# Passage shown
§ §
A team member left their computer screen visible in a photograph. Not readable. Not sensitive enough to constitute a breach. Just visible enough that our security review process flagged it. We spent four hours investigating a confirmed non-incident - and that is precisely how it should work.
The investigation that found nothing
The photograph showed part of a laptop screen in the background of an otherwise routine image.
After four hours of documentation and review, the investigation confirmed:
- No client data was visible
- No sensitive information was legible
- The image was taken in a context where photography was expected
- The team member had followed correct protocols throughout
The record goes into our incident register. Not because something went wrong, but because the process caught something worth checking - and that fact itself is evidence.
Why pursuing ISO 27001 changes your instincts
Working toward ISO 27001 does not just require controls. It requires evidence that those controls are functioning. That means documenting incidents including near-misses and non-incidents - to demonstrate that the system catches things.
§ §
# Activity list
1. Translate this sentence from the security review passage into Spanish: "We spent four hours investigating a confirmed non-incident - and that is precisely how it should work."
2. Write a continuation of the security review passage, starting after its final sentence.
§ §
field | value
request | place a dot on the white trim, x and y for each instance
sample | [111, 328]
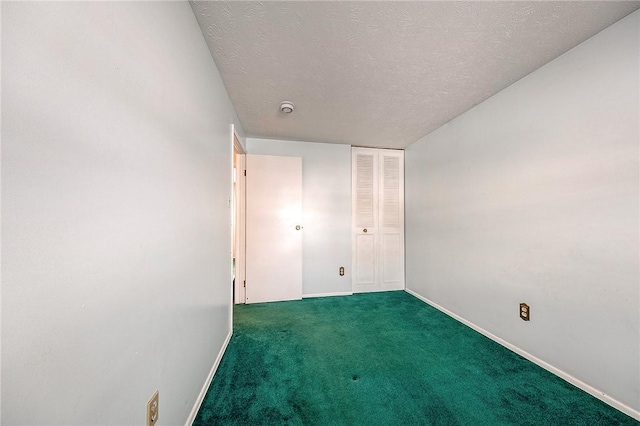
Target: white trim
[207, 383]
[563, 375]
[337, 293]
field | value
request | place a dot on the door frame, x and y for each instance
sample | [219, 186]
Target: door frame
[238, 223]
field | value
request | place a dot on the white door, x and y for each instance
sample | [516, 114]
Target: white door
[364, 168]
[378, 219]
[273, 228]
[391, 219]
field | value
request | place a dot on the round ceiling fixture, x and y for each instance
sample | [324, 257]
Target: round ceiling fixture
[286, 107]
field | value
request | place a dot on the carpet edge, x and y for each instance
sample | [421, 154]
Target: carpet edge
[203, 392]
[554, 370]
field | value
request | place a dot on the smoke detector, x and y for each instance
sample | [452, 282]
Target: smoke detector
[286, 107]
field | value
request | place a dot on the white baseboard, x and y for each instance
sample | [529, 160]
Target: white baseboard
[207, 383]
[563, 375]
[339, 293]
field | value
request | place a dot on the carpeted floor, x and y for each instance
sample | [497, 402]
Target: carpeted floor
[382, 359]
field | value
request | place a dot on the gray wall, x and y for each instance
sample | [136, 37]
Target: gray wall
[326, 209]
[115, 220]
[533, 196]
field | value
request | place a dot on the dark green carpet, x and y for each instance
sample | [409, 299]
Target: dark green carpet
§ §
# Answer section
1. Dedicamos cuatro horas a investigar un no incidente confirmado, y así es precisamente como debe funcionar.

2.
A visible screen in a photograph is not a breach. But treating it as something worth investigating means our process would also catch an actual breach.
The investigation that found nothing is proof that the investigation process works.
The 8-12 hours and why we welcome it
Security protocols consume approximately 8-12 hours of team time every month. Access reviews. Incident documentation. Policy updates. Security awareness conversations. Audit preparation.
This is friction. It slows other work. It takes time that could go to client delivery.
We embrace it anyway, for two reasons.
It surfaces problems early. The small inconveniences - logging access, reviewing permissions, documenting anomalies - create visibility. Problems appear before they become breaches.
It builds instinct. When security reviews are routine, security thinking becomes routine. The team starts noticing things that would slip past if security were an afterthought. The visible screen in that photograph was noticed because we have trained ourselves to notice.
Frictionless security does not exist. Either you have deliberate friction you control, or you have catastrophic friction when something goes wrong.
The trust argument
Pharmaceutical consulting means handling sensitive commercial data. Customer lists. Competitive intelligence. Strategic plans. The kind of information that, if exposed, would be genuinely damaging to a client’s business.
Trust of that kind cannot be sustained by promises. It requires evidence of systematic protection. The security protocols that consume 8-12 hours a month are part of that evidence.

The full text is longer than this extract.